DATA PROVIDED:
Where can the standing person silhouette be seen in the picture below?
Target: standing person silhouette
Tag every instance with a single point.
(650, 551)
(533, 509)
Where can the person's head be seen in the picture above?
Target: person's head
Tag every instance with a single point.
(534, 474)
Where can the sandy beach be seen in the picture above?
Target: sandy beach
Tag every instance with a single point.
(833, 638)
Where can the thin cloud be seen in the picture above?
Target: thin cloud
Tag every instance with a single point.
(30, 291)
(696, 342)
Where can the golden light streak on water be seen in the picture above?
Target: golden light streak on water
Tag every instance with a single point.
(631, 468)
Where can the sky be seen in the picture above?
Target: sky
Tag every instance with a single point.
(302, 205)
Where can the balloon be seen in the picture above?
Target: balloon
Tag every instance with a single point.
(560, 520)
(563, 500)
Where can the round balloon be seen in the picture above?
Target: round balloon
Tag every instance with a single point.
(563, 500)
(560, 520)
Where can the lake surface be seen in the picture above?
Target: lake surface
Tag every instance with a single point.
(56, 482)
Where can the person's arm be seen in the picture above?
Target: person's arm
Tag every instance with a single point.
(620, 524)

ASSIGNMENT:
Lines holding the word "head" in the entries above are the ones to pull out. Copy them all.

RESPONSE TO THE TASK:
Where can the person's head be seen in the picture above?
Target: person's head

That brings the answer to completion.